- WHAT IS EXPECTED
Restate each of the lines given below, word for word.

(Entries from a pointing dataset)
============================================================

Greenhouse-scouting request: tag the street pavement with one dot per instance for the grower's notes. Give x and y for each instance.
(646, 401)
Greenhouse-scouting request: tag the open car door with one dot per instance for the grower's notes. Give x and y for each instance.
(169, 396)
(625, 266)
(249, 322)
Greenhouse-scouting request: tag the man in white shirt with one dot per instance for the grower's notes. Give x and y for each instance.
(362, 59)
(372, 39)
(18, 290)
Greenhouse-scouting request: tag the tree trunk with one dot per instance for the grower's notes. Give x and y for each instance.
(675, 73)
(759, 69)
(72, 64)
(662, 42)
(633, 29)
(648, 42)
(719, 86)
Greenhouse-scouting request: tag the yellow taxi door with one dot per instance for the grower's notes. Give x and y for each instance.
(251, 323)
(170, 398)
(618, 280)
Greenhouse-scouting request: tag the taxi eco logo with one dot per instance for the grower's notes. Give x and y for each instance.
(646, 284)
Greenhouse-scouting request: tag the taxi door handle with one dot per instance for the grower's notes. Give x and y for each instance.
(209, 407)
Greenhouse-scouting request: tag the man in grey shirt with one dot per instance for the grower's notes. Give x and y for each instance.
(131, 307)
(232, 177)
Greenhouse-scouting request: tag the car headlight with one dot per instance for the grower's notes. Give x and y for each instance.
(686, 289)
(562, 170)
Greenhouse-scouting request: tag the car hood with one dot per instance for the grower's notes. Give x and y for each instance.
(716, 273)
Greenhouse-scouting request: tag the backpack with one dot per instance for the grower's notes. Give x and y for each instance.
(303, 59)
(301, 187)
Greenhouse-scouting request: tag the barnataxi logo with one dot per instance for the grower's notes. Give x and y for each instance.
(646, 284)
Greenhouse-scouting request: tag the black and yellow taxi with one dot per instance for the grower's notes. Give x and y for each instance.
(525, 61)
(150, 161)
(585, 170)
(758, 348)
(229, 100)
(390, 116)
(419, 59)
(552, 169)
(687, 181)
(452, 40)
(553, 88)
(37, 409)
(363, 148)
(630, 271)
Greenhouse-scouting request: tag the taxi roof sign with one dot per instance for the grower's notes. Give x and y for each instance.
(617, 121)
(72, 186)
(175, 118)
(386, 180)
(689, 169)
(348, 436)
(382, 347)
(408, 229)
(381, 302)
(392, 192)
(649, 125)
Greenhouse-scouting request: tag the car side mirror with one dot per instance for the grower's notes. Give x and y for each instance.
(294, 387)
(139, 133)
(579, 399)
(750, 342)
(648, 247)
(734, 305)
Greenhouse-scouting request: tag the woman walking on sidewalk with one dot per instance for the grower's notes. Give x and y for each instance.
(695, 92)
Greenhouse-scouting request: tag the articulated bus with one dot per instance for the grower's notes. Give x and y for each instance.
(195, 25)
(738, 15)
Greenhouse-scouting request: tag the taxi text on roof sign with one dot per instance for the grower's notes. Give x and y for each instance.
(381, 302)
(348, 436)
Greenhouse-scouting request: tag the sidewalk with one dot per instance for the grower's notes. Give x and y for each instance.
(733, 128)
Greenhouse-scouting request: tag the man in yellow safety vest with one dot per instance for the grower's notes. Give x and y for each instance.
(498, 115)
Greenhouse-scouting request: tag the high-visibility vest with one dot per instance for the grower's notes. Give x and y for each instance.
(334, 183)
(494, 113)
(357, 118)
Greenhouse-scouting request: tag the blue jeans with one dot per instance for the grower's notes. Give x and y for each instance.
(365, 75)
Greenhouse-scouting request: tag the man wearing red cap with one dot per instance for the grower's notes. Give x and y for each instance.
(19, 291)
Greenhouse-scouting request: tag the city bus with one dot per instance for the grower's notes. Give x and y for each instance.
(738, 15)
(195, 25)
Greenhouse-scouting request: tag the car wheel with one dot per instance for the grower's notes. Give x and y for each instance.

============================================================

- OUTPUT FOR THIS EXERCISE
Greenhouse-scouting request: tag the street pavement with one dot per instance for the grower's notes. Give x and y for each instance.
(646, 401)
Greenhouse-scouting request: tag the open car door with one dot per instance for the grower's notes. Give x and y for each instance.
(169, 396)
(625, 266)
(249, 322)
Greenhouse-scouting request: tag the man in white shirt with one dot per instance for the grower's notes. Give x and y for each instance.
(362, 59)
(372, 39)
(18, 290)
Greenhouse-scouting request: tag the tree trunk with one dot per instance for the grower's notes. Give x and y for each instance.
(675, 73)
(759, 69)
(72, 64)
(662, 42)
(633, 29)
(648, 42)
(719, 86)
Greenhouse-scouting request: tag the yellow taxi door with one dot per instance for the grower's notes. Give x and y for each instance.
(251, 323)
(170, 398)
(618, 280)
Greenhouse-scouting request: tag the taxi eco logo with one dot per instance for the grower's notes. Give x and y for each instance.
(646, 284)
Greenhouse-scouting request: tag the taxi door handle with one dot per instance for the grower's notes. Give x and y for each instance.
(209, 407)
Greenhouse-scouting request: tag the man in grey shirt with one dot per instance for the grower's notes. Give x and y for each instance.
(131, 307)
(232, 177)
Greenhouse-scouting request: tag the car headlight with one dot per instance for the grower's notes. Give x and y for each instance.
(686, 289)
(562, 170)
Greenhouse-scouting request: tag the car hood with one dot per instance for the grower's notes. Give x and y for each instance.
(716, 273)
Greenhouse-scouting request: tag the backpack with one dot per instance for the grower's notes. Give x and y for each instance.
(303, 59)
(301, 187)
Greenhouse-scouting request: tag the barnataxi logo with one dot per instance for the grower's notes. Give x and y for each instance.
(646, 284)
Greenhouse-scouting request: tag the black and yellow taxi with one dot per instance for the grower's notes. Give x and y for each instance.
(525, 61)
(150, 161)
(585, 170)
(758, 348)
(229, 100)
(390, 116)
(419, 59)
(552, 169)
(687, 181)
(452, 40)
(553, 88)
(37, 409)
(363, 148)
(630, 271)
Greenhouse-scouting request: tag the taxi roof sign with one dot per instance for the grower's notes. Give x and y for each instance.
(617, 121)
(72, 186)
(175, 118)
(386, 180)
(689, 169)
(348, 436)
(382, 347)
(408, 229)
(381, 302)
(392, 192)
(649, 125)
Greenhouse-scouting request: tag the car side mirror with one dot per instance for the grower's notes. Give x and y for each instance.
(294, 387)
(139, 133)
(579, 399)
(750, 342)
(648, 247)
(734, 305)
Greenhouse-scouting request: tag the woman walking on sidewalk with one dot per instance for the grower's notes. Give x and y for each instance.
(695, 92)
Greenhouse-scouting request: tag the articulated bus with one dot per instance for the grower's notes. Give x and y for each instance.
(195, 25)
(738, 15)
Greenhouse-scouting request: tag the taxi text on roof sign with one dot per instance for the grower's notes. Give x and y for each instance.
(381, 302)
(348, 436)
Greenhouse-scouting request: tag the sidewalk with one dot per instance for the grower's notes. Give x and y for each instance.
(733, 128)
Greenhouse-scouting request: tag the man in yellow safety vest with one dot per instance for the grower's notes. Give x and y for each instance.
(498, 115)
Greenhouse-scouting request: tag the high-visibility vest with one dot per instance for the grower's notes. Give x and y for each instance.
(334, 183)
(494, 113)
(357, 118)
Greenhouse-scouting request: tag the blue jeans with one dot per instance for the grower's notes. Give x and y for each instance.
(365, 75)
Greenhouse-scouting request: tag the man wearing red cap with one dot per instance for the grower's notes. Give x and y for each instance.
(19, 291)
Greenhouse-scouting request: tag the city bus with one dot per instance for the grower's notes. Give x and y for each instance.
(738, 15)
(195, 25)
Greenhouse-scouting request: tag the car wheel with one dot per instance for the grower's notes. Give x and y for each instance.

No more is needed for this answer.